"""

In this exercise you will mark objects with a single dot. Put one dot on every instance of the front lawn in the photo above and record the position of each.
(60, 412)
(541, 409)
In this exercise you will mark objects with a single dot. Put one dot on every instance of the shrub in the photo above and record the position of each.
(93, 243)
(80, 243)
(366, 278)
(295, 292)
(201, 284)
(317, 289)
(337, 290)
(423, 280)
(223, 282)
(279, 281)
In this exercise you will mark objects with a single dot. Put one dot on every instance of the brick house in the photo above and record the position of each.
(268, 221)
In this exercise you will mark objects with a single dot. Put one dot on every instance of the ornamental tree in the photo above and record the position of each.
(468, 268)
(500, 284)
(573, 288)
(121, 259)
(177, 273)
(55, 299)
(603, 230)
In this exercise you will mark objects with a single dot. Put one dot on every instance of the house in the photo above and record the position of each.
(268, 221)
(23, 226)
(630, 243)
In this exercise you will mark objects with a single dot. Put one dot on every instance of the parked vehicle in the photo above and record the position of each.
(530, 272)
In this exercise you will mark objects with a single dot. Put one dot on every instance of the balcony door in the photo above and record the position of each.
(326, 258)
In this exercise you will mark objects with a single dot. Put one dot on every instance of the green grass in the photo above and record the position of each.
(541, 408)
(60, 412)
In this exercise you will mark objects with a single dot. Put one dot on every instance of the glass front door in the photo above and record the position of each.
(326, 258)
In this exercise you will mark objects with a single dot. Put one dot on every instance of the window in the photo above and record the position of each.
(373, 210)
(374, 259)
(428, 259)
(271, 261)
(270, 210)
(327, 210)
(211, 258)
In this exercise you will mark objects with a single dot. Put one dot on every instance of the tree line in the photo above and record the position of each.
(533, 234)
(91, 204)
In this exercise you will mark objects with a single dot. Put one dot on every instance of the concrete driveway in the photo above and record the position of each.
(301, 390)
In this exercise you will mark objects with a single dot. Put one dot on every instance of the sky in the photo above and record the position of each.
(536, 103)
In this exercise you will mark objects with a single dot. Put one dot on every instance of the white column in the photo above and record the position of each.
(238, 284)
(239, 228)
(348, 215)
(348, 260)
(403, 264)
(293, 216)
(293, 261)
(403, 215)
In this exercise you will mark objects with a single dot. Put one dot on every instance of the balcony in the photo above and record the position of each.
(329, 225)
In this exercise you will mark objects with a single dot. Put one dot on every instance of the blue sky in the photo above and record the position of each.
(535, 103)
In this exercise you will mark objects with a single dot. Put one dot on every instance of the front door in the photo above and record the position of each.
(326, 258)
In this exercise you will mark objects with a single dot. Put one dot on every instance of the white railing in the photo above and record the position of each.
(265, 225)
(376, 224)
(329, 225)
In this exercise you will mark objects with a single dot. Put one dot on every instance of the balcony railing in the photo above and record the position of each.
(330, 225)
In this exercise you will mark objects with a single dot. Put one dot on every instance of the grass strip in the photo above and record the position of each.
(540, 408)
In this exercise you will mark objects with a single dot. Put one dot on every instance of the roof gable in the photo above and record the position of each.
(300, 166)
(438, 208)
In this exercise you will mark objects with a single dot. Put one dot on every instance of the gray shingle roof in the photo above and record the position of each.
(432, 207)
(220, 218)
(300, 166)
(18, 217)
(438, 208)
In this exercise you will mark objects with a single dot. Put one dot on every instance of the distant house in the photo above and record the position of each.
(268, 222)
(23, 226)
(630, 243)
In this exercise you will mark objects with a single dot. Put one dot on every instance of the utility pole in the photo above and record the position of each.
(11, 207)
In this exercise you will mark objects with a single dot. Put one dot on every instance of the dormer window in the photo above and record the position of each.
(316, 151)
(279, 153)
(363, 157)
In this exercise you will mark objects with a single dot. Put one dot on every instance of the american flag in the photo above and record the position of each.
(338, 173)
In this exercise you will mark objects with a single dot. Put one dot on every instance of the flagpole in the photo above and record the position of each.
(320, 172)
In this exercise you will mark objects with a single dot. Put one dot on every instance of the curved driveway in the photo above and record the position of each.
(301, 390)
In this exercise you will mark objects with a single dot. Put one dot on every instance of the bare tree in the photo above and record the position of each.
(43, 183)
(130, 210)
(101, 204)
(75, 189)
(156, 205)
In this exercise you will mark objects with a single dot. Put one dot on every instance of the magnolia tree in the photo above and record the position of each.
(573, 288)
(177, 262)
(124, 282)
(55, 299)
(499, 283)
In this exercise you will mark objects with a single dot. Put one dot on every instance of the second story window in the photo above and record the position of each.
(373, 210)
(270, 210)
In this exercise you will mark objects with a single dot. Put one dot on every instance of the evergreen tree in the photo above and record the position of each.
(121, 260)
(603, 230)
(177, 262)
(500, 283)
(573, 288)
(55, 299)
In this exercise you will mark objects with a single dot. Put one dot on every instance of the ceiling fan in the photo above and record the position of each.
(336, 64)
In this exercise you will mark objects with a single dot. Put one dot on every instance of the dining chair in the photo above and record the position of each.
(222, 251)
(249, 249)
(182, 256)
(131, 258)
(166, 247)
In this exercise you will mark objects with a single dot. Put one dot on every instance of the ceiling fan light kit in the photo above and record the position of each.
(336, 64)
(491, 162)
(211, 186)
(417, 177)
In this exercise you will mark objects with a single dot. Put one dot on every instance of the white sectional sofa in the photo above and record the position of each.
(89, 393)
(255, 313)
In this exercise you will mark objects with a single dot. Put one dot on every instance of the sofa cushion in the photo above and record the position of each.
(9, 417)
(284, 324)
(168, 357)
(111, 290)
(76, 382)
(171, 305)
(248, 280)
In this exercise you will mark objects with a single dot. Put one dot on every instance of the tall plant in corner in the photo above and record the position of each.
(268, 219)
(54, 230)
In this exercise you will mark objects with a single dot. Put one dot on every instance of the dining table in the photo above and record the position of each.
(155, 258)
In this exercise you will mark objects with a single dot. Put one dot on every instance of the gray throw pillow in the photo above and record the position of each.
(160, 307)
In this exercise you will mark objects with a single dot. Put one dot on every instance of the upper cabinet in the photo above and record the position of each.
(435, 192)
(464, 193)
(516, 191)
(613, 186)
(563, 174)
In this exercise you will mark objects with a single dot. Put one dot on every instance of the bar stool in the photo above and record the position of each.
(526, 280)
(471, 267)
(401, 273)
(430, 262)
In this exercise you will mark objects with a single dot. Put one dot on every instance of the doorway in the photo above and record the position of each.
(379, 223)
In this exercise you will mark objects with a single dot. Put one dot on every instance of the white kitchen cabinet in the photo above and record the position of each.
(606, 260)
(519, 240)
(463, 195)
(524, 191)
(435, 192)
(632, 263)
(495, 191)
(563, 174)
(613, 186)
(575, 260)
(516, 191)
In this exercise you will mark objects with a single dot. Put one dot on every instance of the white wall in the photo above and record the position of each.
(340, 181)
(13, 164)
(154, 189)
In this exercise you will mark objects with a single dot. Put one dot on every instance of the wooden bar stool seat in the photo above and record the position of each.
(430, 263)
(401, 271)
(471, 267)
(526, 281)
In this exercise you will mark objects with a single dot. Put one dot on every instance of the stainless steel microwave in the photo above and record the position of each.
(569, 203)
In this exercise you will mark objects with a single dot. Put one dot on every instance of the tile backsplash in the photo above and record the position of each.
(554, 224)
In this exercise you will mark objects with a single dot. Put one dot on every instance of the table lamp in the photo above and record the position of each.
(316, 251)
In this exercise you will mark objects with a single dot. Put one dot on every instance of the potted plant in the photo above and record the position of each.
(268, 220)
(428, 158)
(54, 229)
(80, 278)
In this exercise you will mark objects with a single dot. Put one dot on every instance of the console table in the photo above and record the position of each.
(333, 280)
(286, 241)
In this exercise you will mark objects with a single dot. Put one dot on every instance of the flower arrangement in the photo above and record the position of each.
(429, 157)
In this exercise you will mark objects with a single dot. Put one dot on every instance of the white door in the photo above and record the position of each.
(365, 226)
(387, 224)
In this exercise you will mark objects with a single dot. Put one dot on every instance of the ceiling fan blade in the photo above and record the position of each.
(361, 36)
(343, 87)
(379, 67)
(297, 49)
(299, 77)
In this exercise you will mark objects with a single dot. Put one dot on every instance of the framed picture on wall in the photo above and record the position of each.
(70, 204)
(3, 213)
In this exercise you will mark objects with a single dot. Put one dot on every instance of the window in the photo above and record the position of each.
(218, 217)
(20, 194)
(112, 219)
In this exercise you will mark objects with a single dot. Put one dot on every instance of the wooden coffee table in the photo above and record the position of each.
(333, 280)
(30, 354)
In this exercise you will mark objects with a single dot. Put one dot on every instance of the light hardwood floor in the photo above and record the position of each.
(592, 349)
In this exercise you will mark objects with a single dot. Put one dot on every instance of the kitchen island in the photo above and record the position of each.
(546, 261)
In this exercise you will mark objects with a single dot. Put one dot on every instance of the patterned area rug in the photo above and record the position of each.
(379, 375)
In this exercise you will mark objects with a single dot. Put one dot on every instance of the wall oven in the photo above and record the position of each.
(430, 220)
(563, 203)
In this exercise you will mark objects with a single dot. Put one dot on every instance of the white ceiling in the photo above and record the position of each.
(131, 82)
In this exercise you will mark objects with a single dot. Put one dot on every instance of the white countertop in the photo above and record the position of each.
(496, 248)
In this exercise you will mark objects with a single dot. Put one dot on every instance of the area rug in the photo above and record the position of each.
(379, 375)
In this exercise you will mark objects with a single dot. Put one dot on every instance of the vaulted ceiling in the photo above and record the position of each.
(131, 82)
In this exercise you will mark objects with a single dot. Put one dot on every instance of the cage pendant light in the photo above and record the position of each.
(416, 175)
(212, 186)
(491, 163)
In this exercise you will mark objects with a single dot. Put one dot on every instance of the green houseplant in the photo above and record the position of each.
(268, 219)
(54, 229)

"""

Problem to solve: Find the line with "of the area" in the listing above, then write out that line and each remaining line exactly, with no other text.

Answer to the exercise:
In this exercise you will mark objects with a single dot. Put one dot on every instance of the area rug in the photo above and record the position of each.
(379, 375)
In this exercise you will mark objects with a single dot. Put one dot on every instance of the vaulted ceiling in the photo above and record the position of each.
(131, 82)
In this exercise you will mark objects with a single dot. Put one dot on every instance of the cage pendant light in the photo above and record the position of each.
(416, 175)
(212, 186)
(491, 163)
In this exercise you will mark objects with a single dot. Put one dot on every instance of the green houseplant in the photo above and record the position of each.
(268, 219)
(54, 229)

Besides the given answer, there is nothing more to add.